Reading text:
☆ ☆ ☆ ☆ ☆ ☆ ☆
September 5, 2013 / 11:54 AM / 5 years ago

Draghi cautious on recovery, says ECB ready to act

FRANKFURT (Reuters) - The European Central Bank said on Thursday it was ready to cut interest rates or pump more money into the euro zone economy if needed to bring money market rates down and help the euro zone’s “very, very green” recovery.

Mario Draghi, President of the European Central Bank (ECB) adjusts his glasses as he answers reporters questions during the ECB's monthly press conference in Frankfurt, September 5, 2013. Draghi announced that the ECB leaves the interest rates unchanged. REUTERS/Kai Pfaffenbach (GERMANY - Tags: BUSINESS)

The bank left its key interest rate unchanged at 0.5 percent, as expected by all 60 economists polled by Reuters.

But ECB President Mario Draghi said the policymaking Governing Council did discuss a possible rate cut at its monthly meeting, partly due to concern about money market rates and the uncertain nature of the recovery.

“If money market developments were to be judged unwarranted in their impact on our assessment of medium-term inflation, then such an instrument should be considered,” he told a news conference, stressing that the ECB has a downward bias on rates.

“We stand ready to act,” he added.

The dollar rose to a six-week peak against the euro after Draghi’s comments. But money markets shrugged off the ECB’s latest efforts to halt the rise in bank-to-bank borrowing costs, with rates roughly were they were before Draghi spoke once the dust had settled.

An ECB statement said the bank would remain “particularly attentive” to the implications of shrinking excess liquidity in the euro area on its monetary policy stance.

The ECB shaved its forecast for euro zone growth next year to 1.0 percent from 1.1 percent in the June staff projection and said the 17-nation currency area’s economy would contract by 0.4 percent this year, less than the 0.6 percent foreseen three months ago.

A recent run of stronger-than-expected economic data, combined with the prospect of the U.S. Federal Reserve unwinding its stimulus, has pushed up market rates despite the ECB’s use of forward guidance on rates for the first time in July.

Draghi reaffirmed the ECB’s commitment to keep interest rates at record lows for an “extended period” - a message that Nordea analyst Anders Svendsen expects should have more impact on markets in the coming months.

“In the near term, I think markets shouldn’t underestimate the risk of a refi rate cut,” Svendsen said.
☆ ☆ ☆ ☆ ☆ ☆ ☆
Information supplied:
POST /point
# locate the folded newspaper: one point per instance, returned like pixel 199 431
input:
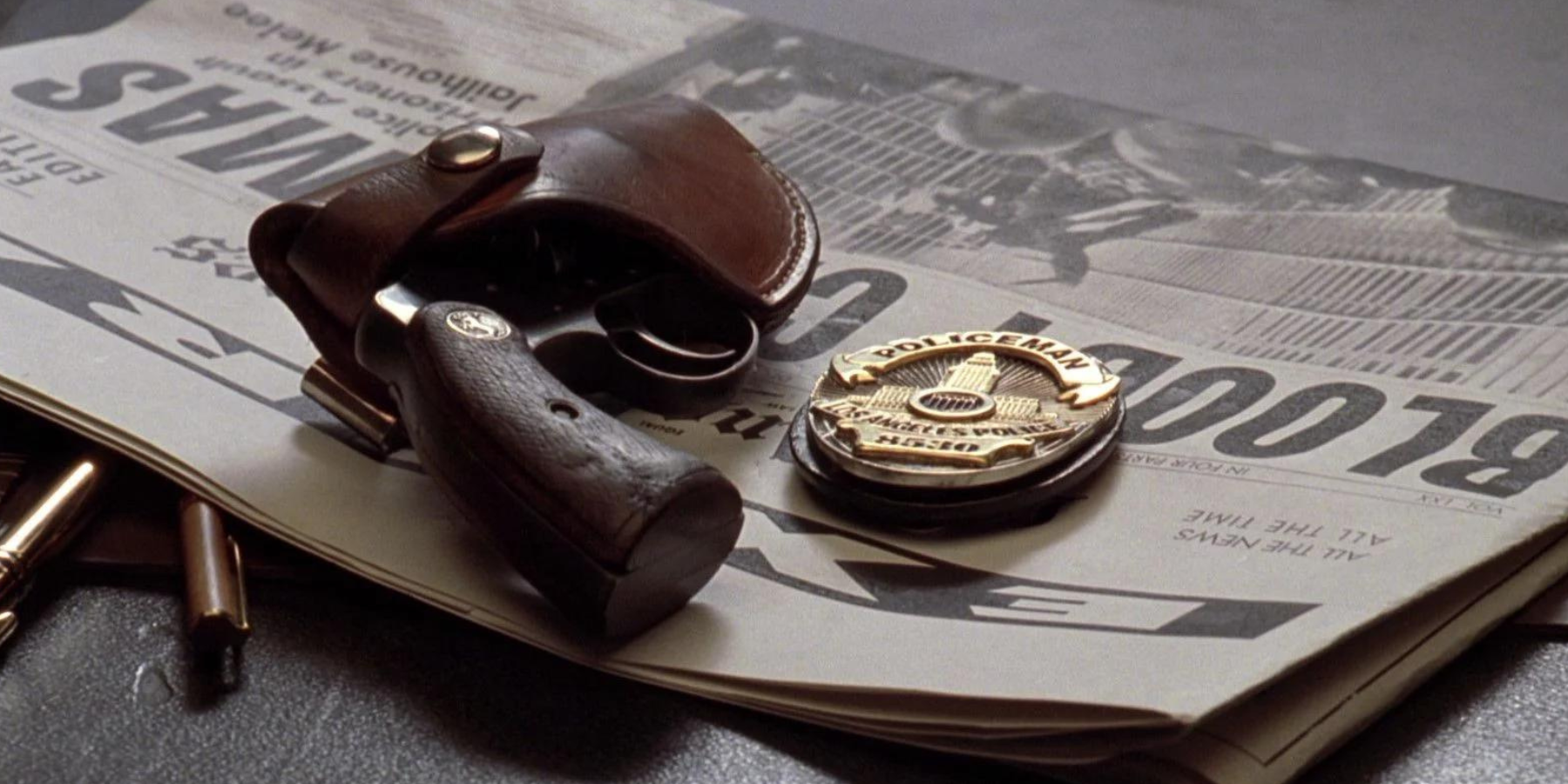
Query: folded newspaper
☆ ☆ ☆ ☆ ☆ ☆ ☆
Short problem 1: From the article on the ECB's rate decision, list every figure given as a percentage.
Short problem 2: In the article on the ECB's rate decision, rewrite the part that opens with the words containing "The bank left" and closes with "dust had settled.", changing "news conference" to "press conference".

Answer 1: 0.5 percent, 1.0 percent, 1.1 percent, 0.4 percent, 0.6 percent

Answer 2:
The bank left its key interest rate unchanged at 0.5 percent, as expected by all 60 economists polled by Reuters.

But ECB President Mario Draghi said the policymaking Governing Council did discuss a possible rate cut at its monthly meeting, partly due to concern about money market rates and the uncertain nature of the recovery.

“If money market developments were to be judged unwarranted in their impact on our assessment of medium-term inflation, then such an instrument should be considered,” he told a press conference, stressing that the ECB has a downward bias on rates.

“We stand ready to act,” he added.

The dollar rose to a six-week peak against the euro after Draghi’s comments. But money markets shrugged off the ECB’s latest efforts to halt the rise in bank-to-bank borrowing costs, with rates roughly were they were before Draghi spoke once the dust had settled.